→ **Reading text**:
········

# washing carpets



## greenboy (Sep 5, 2005)

I am home today washing my carpets, and I wonder how many times you guys wash your carpets? my neighbors told me they never wash theirs, they just replace them every 5 years!!!! I don't have that kind of money... Please answer my poll'


----------



## mommathea (May 27, 2009)

We try to shampoo our carpets 2x a year, but sometimes it's more like 3x in 2yrs. Though now only 2 of the kids bedrooms are carpeted so we may streach it alittle to 1x a year
We don't wear shoes in the house so that helps keep the carpets cleaner.


----------



## beccachow (Nov 8, 2008)

It is constant for us, we have usually 3 dogs runnng aaround, a 4 yo, and us. Hard to say who is more destructive. The only place fully carpeted is the basement, and no matter what we do, smells of mildew and dampness, sometimes dog pee. This latest bit with Duke...let's just say I will be washing them again tomorrow.


----------



## ihedrick (May 15, 2005)

What carpets? I don't have any so I had to answer never. But if we're talking bath mat; that goes in the washer once a week.


----------



## wildhorse (Oct 22, 2006)

I put never because we dont have any carpets.Can you ever truly get them clean?

········

→ **Requirement**:
Rewrite the part of the carpet-washing thread that opens with the words containing "I am home today" and closes with "the carpets cleaner.", putting "rugs" in place of "carpets". Answer from the carpet-washing thread by itself.

········

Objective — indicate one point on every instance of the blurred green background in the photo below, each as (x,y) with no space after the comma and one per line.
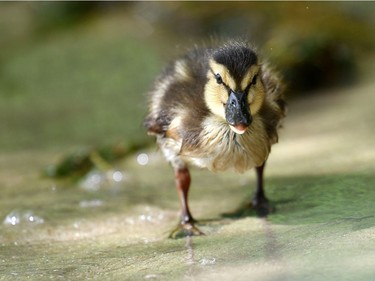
(76,74)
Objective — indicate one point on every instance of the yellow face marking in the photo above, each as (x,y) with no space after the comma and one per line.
(216,95)
(248,78)
(224,73)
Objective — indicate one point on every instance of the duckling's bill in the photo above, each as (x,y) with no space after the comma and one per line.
(239,129)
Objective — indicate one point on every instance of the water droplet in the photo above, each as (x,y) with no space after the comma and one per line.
(117,176)
(205,261)
(142,159)
(18,217)
(91,203)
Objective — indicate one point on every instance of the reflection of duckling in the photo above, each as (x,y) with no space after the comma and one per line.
(216,108)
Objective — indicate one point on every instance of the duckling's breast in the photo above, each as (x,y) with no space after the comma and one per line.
(221,149)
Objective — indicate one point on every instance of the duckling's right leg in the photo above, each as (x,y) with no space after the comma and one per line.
(186,226)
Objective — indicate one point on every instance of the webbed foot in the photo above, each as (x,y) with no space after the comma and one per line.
(184,230)
(262,206)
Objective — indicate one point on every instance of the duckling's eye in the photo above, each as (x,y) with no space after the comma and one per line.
(219,80)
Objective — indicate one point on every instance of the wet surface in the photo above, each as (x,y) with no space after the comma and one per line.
(114,225)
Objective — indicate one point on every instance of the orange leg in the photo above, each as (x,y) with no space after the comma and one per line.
(182,184)
(186,225)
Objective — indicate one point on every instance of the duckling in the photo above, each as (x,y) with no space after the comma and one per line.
(217,108)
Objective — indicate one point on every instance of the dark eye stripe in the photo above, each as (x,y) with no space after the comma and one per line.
(219,80)
(253,82)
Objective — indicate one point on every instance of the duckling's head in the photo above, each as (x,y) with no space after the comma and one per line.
(234,89)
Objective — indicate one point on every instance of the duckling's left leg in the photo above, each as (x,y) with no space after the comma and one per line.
(186,226)
(260,202)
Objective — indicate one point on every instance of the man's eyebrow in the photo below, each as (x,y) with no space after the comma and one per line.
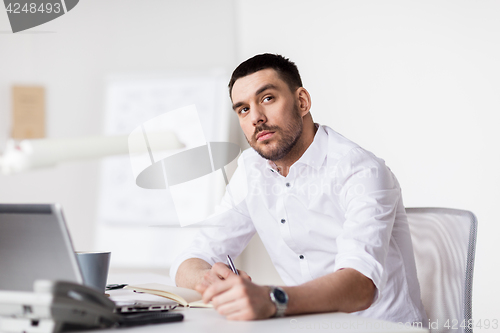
(258,92)
(264,88)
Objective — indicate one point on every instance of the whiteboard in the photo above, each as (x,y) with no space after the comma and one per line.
(126,212)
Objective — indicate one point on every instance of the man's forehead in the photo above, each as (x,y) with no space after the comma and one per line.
(251,83)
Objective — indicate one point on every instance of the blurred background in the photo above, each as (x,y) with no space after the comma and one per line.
(415,82)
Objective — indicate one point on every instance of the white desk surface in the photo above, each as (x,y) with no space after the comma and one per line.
(208,320)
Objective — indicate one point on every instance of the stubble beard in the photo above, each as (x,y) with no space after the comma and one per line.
(289,137)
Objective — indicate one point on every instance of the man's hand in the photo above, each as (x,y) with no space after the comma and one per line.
(218,272)
(237,298)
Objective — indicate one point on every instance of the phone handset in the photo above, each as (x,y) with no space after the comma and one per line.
(73,290)
(75,304)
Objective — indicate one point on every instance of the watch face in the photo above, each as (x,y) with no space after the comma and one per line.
(280,296)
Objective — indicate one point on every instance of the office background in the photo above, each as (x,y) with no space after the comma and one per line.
(415,82)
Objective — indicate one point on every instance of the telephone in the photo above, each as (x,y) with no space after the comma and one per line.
(56,306)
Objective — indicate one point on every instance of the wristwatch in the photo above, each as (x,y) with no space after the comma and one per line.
(280,299)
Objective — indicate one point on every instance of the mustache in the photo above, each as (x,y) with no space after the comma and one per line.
(264,127)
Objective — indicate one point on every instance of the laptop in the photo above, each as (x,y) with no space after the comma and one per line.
(35,244)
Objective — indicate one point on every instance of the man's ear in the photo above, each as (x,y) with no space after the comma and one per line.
(304,100)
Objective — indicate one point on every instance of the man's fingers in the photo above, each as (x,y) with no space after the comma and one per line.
(244,275)
(219,287)
(221,270)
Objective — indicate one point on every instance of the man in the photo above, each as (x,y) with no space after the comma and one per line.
(329,213)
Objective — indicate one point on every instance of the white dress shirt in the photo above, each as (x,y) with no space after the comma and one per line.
(339,207)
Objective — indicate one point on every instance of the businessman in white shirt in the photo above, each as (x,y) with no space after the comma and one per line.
(329,213)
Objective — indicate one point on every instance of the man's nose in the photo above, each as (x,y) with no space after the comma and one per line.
(258,116)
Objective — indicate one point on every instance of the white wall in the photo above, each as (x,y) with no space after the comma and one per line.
(72,56)
(416,82)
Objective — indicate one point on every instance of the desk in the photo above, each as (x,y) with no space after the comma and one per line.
(208,320)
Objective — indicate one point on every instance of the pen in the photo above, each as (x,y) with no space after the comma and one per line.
(231,265)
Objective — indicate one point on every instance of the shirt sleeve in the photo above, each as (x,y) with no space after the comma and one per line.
(370,195)
(227,232)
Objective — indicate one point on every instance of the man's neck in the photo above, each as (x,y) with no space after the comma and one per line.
(307,137)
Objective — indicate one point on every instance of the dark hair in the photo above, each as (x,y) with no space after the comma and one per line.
(286,69)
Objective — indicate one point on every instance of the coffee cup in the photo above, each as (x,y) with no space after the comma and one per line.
(94,267)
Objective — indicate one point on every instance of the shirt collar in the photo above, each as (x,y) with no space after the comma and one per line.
(314,155)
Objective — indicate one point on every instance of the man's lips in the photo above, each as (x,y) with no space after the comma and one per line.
(264,135)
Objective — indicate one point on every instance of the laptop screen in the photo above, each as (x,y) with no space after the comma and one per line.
(34,244)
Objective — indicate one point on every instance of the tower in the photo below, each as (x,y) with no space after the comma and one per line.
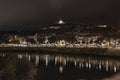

········

→ **Solution to this problem**:
I am home today washing my rugs, and I wonder how many times you guys wash your rugs? my neighbors told me they never wash theirs, they just replace them every 5 years!!!! I don't have that kind of money... Please answer my poll'


----------



## mommathea (May 27, 2009)

We try to shampoo our rugs 2x a year, but sometimes it's more like 3x in 2yrs. Though now only 2 of the kids bedrooms are carpeted so we may streach it alittle to 1x a year
We don't wear shoes in the house so that helps keep the rugs cleaner.